─── 所给摘录 ───

1. Flume介紹
Flume是Cloudera提供的一個高可用的,高可靠的,分布式的海量日志采集、聚合和傳輸的系統,Flume支持在日志系統中定制各類數據發送方,用於收集數據;同時,Flume提供對數據進行簡單處理,並寫到各種數據接受方(可定制)的能力。
-
agent
agent本身是一個Java進程,運行在日志收集節點—所謂日志收集節點就是服務器節點。
agent里面包含3個核心的組件:source—->channel—–>sink,類似生產者、倉庫、消費者的架構。 -
source
source組件是專門用來收集數據的,可以處理各種類型、各種格式的日志數據,包括avro、thrift、exec、jms、spooling directory、netcat、sequence generator、syslog、http、legacy、自定義。 -
channel
source組件把數據收集來以后,臨時存放在channel中,即channel組件在agent中是專門用來存放臨時數據的——對采集到的數據進行簡單的緩存,可以存放在memory、jdbc、file等等。 -
sink
sink組件是用於把數據發送到目的地的組件,目的地包括hdfs、logger、avro、thrift、ipc、file、null、Hbase、solr、自定義。 -
event
將傳輸的數據進行封裝,是flume傳輸數據的基本單位,如果是文本文件,通常是一行記錄,event也是事務的基本單位。event從source,流向channel,再到sink,本身為一個字節數組,並可攜帶headers(頭信息)信息。event代表着一個數據的最小完整單元,從外部數據源來,向外部的目的地去。
2. Kafka Channel && Kafka Sink
2.1 Kafka channel
Kafka channel可以應用在多樣的場景中:
- Flume source and sink:
可以為event提供一個高可靠性和高可用的channel; - Flume source and interceptor but no sink:
其他應用可以將Fluem event寫入kafka topic中; - With Flume sink, but no source:
提供低延遲、高容錯的方式將Fluem event從kafka中寫入其他sink,例如:HDFS,HBase或者Solr。

───

◆ 任务目标:
把上面Flume介绍中以“將傳輸的數據進行封裝”开头的那一段改写成简短的要点列表，保留主要事实。

─── 数据内容 ───

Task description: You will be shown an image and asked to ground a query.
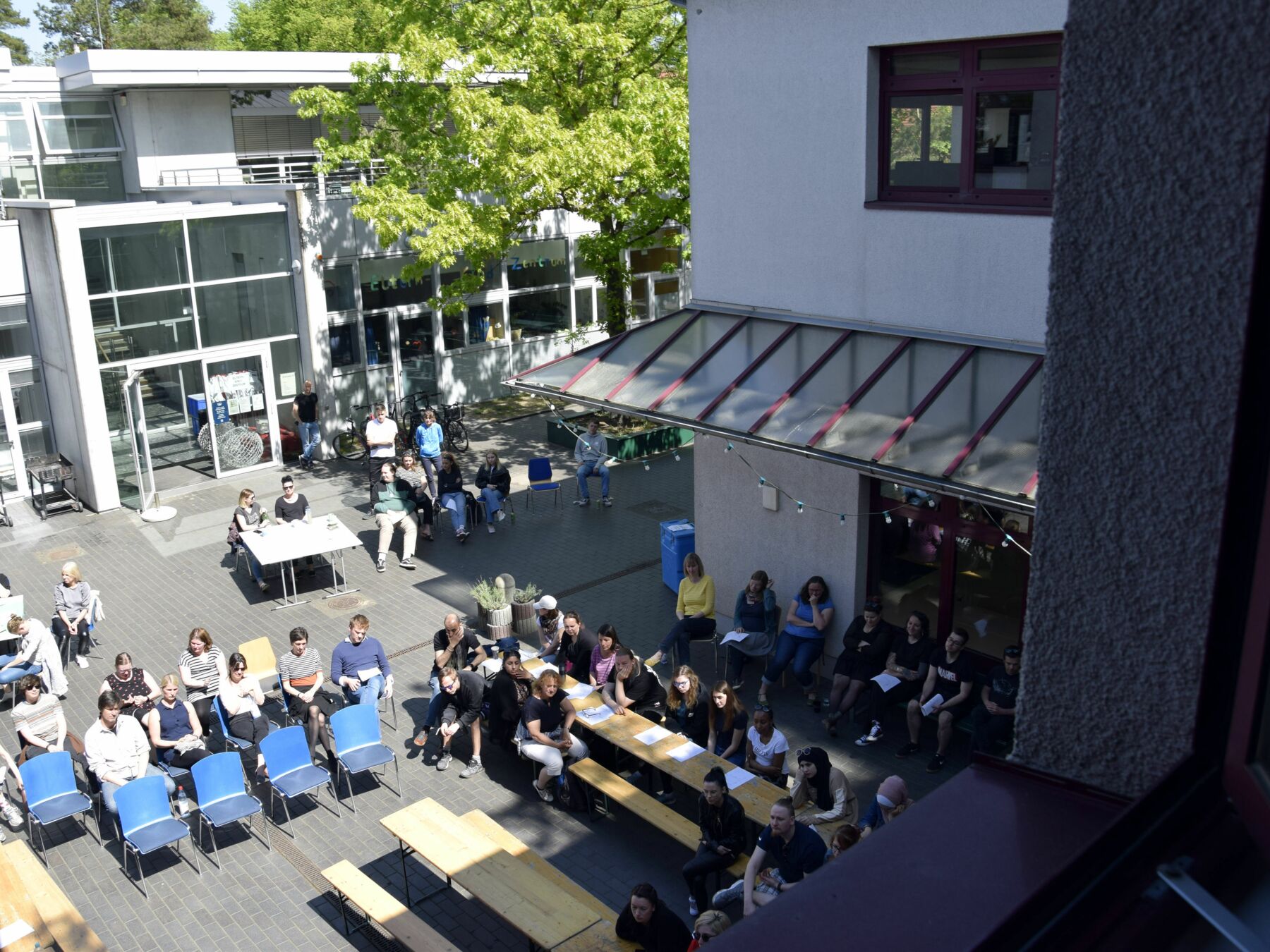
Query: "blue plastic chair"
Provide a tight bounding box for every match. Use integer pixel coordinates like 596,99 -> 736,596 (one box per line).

───

◆ 练习作答:
- event 是对传输数据的封装，是 Flume 传输数据的基本单位，也是事务的基本单位
- 如果是文本文件，一个 event 通常是一行记录
- 流向：从 source 到 channel，再到 sink
- 本身是一个字节数组，可以带 headers（头信息）
- 代表一个数据的最小完整单元，从外部数据源来，到外部目的地去